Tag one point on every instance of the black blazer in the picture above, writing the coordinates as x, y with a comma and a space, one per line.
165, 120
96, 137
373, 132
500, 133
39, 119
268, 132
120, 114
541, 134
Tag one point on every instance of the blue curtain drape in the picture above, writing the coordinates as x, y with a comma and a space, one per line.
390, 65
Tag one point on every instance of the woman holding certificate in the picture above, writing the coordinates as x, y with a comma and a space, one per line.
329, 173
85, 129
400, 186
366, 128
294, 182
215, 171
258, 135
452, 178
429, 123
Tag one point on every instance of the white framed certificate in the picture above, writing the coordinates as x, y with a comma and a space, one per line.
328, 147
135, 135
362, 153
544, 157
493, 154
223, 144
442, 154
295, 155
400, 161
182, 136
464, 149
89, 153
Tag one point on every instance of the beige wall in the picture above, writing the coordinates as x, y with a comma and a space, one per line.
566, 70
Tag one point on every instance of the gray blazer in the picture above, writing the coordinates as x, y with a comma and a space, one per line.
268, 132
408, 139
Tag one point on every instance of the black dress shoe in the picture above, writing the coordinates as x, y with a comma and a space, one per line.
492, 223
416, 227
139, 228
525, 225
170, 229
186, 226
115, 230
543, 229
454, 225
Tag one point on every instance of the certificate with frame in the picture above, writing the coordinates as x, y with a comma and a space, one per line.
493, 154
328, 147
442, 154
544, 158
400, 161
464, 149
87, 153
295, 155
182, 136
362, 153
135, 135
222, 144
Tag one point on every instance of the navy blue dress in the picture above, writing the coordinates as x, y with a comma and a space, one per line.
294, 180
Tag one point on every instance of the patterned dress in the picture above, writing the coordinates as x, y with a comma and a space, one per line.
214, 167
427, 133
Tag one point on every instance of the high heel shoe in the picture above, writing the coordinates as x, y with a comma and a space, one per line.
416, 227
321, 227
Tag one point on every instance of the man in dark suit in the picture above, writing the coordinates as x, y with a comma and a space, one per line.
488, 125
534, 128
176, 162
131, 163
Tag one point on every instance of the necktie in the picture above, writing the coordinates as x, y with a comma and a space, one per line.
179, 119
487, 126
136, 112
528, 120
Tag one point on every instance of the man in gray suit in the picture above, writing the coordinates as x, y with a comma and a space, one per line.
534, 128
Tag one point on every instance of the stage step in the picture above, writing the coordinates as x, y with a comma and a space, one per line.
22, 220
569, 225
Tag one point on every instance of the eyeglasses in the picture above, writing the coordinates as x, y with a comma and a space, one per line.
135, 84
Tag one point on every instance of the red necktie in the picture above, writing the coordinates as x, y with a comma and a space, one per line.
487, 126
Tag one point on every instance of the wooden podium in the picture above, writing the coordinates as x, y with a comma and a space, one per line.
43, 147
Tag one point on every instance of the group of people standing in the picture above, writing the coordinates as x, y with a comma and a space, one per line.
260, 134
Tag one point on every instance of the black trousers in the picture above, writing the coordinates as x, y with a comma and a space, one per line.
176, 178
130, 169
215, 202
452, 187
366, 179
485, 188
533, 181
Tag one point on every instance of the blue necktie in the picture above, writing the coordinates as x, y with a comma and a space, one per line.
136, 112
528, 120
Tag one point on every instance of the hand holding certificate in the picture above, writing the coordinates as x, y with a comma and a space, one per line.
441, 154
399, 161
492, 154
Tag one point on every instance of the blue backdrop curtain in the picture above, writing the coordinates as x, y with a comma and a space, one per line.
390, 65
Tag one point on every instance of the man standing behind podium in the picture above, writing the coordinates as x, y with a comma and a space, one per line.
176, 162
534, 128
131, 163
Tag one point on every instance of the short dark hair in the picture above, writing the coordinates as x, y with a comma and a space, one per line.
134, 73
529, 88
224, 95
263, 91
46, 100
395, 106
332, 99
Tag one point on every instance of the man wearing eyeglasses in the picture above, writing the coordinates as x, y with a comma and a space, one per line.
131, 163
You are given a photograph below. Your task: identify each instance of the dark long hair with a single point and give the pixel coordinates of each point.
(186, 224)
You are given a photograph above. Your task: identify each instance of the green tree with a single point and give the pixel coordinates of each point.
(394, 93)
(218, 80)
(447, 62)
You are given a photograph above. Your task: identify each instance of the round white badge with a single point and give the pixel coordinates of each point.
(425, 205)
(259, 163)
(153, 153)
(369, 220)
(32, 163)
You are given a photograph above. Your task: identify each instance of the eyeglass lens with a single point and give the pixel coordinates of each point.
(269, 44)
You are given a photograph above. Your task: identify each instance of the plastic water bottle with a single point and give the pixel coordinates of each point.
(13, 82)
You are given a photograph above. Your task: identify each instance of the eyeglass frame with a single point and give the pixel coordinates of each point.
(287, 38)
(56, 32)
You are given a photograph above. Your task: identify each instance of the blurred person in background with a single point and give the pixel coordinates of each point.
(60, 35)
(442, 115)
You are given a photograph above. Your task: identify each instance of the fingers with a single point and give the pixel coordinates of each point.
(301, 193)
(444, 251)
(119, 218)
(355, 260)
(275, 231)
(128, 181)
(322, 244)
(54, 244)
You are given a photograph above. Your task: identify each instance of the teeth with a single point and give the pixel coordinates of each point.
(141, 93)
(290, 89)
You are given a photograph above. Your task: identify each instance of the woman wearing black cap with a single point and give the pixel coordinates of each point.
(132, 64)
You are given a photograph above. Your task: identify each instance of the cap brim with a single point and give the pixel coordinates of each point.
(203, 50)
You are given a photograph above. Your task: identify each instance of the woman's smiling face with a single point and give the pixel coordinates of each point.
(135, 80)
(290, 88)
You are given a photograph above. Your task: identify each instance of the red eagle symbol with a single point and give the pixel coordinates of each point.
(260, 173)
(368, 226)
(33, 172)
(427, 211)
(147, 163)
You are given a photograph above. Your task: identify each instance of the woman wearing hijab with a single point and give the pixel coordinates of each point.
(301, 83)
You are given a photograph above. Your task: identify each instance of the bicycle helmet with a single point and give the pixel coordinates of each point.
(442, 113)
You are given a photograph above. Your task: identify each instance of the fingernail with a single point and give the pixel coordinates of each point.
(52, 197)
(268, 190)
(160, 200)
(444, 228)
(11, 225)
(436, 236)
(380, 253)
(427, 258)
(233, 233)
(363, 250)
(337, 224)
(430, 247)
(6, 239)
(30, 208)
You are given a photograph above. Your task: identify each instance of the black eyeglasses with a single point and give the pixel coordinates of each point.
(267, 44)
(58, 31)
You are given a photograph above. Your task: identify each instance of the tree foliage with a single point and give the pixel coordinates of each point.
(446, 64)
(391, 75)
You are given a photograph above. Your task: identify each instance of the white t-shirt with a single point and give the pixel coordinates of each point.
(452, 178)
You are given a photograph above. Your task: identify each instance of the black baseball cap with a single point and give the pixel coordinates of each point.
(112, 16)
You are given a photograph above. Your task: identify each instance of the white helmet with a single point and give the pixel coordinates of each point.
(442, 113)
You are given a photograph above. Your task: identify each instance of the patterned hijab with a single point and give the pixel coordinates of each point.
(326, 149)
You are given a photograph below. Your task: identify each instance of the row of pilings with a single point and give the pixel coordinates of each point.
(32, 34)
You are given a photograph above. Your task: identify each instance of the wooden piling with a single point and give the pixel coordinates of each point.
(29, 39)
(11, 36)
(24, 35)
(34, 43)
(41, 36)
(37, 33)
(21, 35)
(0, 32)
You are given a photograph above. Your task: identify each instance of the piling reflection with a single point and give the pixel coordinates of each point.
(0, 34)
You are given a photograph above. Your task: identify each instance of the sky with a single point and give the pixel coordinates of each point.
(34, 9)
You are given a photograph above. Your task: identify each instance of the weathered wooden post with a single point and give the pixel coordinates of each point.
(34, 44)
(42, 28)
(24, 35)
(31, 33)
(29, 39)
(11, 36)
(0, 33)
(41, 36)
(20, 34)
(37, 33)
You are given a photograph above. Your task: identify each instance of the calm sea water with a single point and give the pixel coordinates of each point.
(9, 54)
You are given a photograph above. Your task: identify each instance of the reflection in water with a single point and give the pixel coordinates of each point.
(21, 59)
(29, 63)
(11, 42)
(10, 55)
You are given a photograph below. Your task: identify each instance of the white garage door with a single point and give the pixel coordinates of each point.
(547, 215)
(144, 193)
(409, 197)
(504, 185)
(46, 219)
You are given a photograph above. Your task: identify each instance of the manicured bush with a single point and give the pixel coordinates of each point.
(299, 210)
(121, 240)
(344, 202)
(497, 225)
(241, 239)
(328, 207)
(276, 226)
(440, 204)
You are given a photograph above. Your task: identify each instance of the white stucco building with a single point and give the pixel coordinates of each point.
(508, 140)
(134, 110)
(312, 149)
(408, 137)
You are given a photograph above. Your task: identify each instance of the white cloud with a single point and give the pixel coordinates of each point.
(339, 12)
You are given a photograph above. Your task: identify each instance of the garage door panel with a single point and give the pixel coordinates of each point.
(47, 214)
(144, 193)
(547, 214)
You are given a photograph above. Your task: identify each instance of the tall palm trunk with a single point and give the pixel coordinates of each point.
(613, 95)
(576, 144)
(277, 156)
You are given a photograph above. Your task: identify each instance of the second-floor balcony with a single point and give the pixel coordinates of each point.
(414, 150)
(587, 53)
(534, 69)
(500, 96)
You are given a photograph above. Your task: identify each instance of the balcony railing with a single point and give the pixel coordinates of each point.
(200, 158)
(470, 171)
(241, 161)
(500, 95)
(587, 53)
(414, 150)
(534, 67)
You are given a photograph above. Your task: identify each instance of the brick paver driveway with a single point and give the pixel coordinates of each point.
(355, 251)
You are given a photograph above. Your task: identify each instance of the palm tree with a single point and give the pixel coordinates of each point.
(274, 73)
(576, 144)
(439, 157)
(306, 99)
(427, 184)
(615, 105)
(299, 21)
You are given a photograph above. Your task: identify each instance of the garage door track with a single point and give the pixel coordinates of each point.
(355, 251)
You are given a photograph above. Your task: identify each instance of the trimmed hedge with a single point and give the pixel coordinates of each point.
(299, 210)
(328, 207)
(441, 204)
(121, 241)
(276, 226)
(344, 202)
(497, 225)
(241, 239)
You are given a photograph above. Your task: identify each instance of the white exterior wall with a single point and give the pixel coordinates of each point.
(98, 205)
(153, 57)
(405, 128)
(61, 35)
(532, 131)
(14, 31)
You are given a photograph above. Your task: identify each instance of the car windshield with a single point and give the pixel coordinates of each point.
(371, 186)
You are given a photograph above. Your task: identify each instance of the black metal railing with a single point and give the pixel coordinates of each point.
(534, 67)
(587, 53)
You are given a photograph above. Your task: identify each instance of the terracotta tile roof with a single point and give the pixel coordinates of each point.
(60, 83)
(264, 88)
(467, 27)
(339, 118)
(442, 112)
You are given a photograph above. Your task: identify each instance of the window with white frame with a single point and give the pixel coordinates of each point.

## PROBLEM STATEMENT:
Give again, exactly and with nothing added, the lines running from the one that contains "of the palm" to the last line of the material.

## EXERCISE SOLUTION:
You are given a photograph above. Your task: identify each instance of the palm tree with a single point and give the pixel coordinates of each point.
(274, 73)
(576, 144)
(439, 157)
(306, 99)
(427, 184)
(615, 105)
(299, 21)
You are given a photograph above. Your task: identify each instance of the garage door track with a single point and give the pixel coordinates of each point.
(355, 251)
You are given a photograph above. Your task: identify each instance of the trimmed hedge with a single point and give the pixel coordinates of each point.
(299, 210)
(328, 207)
(441, 204)
(121, 241)
(276, 226)
(344, 202)
(497, 225)
(241, 239)
You are given a photograph above. Your task: identify each instance of the white exterior wall with a single point and give the pixel coordinates of each point.
(98, 205)
(153, 57)
(405, 128)
(61, 35)
(532, 131)
(14, 31)
You are given a photograph above. Your task: identify each instance of the car windshield with a single point and give the pixel coordinates of each point.
(371, 186)
You are given a photograph above. Your task: identify each instance of the black metal railing with a single point and give the pixel coordinates of each point.
(534, 67)
(587, 53)
You are given a photograph above. Your task: identify each instance of the terracotta tile roof with a single point and give the pixel coordinates of each point.
(60, 83)
(264, 88)
(467, 27)
(339, 118)
(442, 112)
You are given a photograph above. Your task: identify each instance of the window with white frame with a single point and give the pixel coordinates of each point.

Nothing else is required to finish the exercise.